**Поставленные задачи**
**1.** Изложите содержание текста о трагикомедии мещанского мира в двух предложениях.
**2.** Процитируйте отрывок из текста о трагикомедии мещанского мира: начните со слов «Пошёл и увидел» и остановитесь после слов «играла жадность собственника.».
**3.** После чего, согласно тексту о трагикомедии мещанского мира, автор стал более или менее понимать Ленина?

Пошёл и увидел дикий хаос, буйное кипение бесчисленных, мелких и крупных, совершенно непримиримых противоречий; в массе своей они создавали чудовищную трагикомедию, — роль главной героини в ней играла жадность собственника.
«Трагикомедия» — не описка, так и читать: трагикомедия. Трагедия — это слишком высоко для мира, где почти все «страдания» возникают в борьбе за право собственности на человека, на вещи и где под лозунгом «борьбы за свободу» часто борются за расширение «права» эксплуатации чужого труда. Мещанин, даже когда он «скупой рыцарь», всё-таки не трагичен, ибо страсть к монете, к золоту — уродлива и смешна. Вообще в старом, мещанском мире смешного столько же, сколько мрачного. Плюшкин и отец Гранде Бальзака — нимало не трагичны, они только отвратительны. Я не вижу — чем, кроме количества творимого зла, отличается Плюшкин от мещан-миллионеров, неизлечимо больных страстью к наживе. Трагедия совершенно исключает пошлость, неизбежно присущую мелким, мещанским драмам, которые так обильно пачкают жизнь. Когда в зоологическом парке дерутся обезьяны — разве это трагедия? Мы только что вступаем в эпоху подлинных, глубочайших и небывалых трагедий, их творят не Эсхилы, Софоклы, Эврипиды и Шекспиры, а новый герой истории — пролетариат всех стран в лице его авангарда, рабочего класса Союза Советов; пролетариат, который дорос до сознания необходимости уничтожить основную причину всего зла и горя жизни — частную собственность, дорос до сознания необходимости вырваться из тяжёлого, позорного плена капиталистов.
Само собою ясно, что я «забежал вперёд» и что хотя ненависть к драмам и страданиям мещанского мира зародилась у меня ещё в юности, но, разумеется, оформилась она гораздо позднее и оформлялась медленно по причине моего недоверия к словам. Слишком обильное количество людей, слова которых не совпадали с делом, видел я, а в то время, о котором я веду рассказ, мои «впечатления бытия», находясь в состоянии хаотическом, весьма мучительно отягощали меня, но я всё-таки не торопился уложить их в мешок той или иной догмы. О том, что противоречия жизни должны быть развиты до конца, — в то время говорили невнятно. Слова Владимира Ильича не увлекали меня и не помогали «разобраться в самом себе», я стал более или менее понимать Ленина после того, как лично познакомился с ним и услыхал его речи на съезде в Лондоне. А за десяток лет до этого мне пришлось заниматься «самопознанием», что — кстати скажу — крайне трудно для человека «деклассированного», каким я был.

[Размеченные данные с координатами]
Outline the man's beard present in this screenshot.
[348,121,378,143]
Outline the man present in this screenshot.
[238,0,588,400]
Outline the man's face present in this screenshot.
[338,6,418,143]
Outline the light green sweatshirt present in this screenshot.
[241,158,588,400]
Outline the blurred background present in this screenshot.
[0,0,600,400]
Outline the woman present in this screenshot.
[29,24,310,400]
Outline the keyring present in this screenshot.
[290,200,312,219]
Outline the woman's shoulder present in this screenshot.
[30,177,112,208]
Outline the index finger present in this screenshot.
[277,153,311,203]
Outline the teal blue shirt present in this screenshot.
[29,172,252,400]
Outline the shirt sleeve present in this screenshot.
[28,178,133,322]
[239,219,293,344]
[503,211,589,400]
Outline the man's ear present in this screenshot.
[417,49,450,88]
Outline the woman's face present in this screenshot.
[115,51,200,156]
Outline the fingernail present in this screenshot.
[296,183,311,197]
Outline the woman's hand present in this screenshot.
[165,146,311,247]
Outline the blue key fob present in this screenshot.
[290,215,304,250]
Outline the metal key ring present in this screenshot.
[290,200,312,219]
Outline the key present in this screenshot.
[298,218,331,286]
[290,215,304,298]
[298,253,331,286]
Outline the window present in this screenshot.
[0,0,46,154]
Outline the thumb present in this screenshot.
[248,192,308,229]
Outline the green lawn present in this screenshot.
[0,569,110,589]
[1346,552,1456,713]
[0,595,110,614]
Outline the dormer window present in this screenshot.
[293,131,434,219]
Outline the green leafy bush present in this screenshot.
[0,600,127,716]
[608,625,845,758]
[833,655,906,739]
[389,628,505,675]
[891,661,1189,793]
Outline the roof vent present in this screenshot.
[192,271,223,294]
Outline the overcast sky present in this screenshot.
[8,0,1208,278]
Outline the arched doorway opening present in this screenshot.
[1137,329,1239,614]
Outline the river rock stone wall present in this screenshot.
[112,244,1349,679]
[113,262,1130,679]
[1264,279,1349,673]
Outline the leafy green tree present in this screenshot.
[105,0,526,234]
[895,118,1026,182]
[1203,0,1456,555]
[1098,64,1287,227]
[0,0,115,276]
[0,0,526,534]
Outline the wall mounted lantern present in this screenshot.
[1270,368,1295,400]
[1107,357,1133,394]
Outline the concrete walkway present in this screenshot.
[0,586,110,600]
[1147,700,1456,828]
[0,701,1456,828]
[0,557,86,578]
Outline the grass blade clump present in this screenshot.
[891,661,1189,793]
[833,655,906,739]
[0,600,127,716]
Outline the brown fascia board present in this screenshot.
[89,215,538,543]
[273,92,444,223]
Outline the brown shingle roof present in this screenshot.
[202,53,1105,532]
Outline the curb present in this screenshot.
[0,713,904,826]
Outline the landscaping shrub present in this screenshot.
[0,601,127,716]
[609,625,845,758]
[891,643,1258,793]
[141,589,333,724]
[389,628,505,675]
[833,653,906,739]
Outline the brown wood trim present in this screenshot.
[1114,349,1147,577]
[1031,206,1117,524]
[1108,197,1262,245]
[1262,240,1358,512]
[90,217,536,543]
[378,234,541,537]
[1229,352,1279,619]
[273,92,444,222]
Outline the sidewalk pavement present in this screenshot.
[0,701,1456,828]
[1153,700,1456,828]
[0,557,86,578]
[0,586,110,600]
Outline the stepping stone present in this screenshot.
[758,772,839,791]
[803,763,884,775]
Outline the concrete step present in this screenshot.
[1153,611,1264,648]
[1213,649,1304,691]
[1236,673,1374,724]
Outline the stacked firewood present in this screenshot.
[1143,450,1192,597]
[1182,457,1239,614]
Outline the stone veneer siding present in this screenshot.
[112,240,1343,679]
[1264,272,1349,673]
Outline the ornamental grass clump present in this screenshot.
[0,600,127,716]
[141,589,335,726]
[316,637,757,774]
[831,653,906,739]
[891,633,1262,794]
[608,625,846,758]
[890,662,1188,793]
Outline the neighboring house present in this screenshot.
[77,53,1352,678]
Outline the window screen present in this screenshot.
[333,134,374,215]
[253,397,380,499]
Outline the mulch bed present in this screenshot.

**Ответы к заданиям**
**1.** Автор называет увиденный им хаос противоречий трагикомедией, поскольку мир, где борются за собственность на людей и вещи, не трагичен, а смешон и отвратителен, подлинные же трагедии творит пролетариат, осознавший необходимость уничтожить частную собственность. Ненависть к драмам мещанского мира зародилась у автора в юности, но оформлялась медленно из-за его недоверия к словам, а Ленина он стал понимать лишь после личного знакомства с ним.

**2.**
Пошёл и увидел дикий хаос, буйное кипение бесчисленных, мелких и крупных, совершенно непримиримых противоречий; в массе своей они создавали чудовищную трагикомедию, — роль главной героини в ней играла жадность собственника.

**3.** После того как лично познакомился с ним и услыхал его речи на съезде в Лондоне.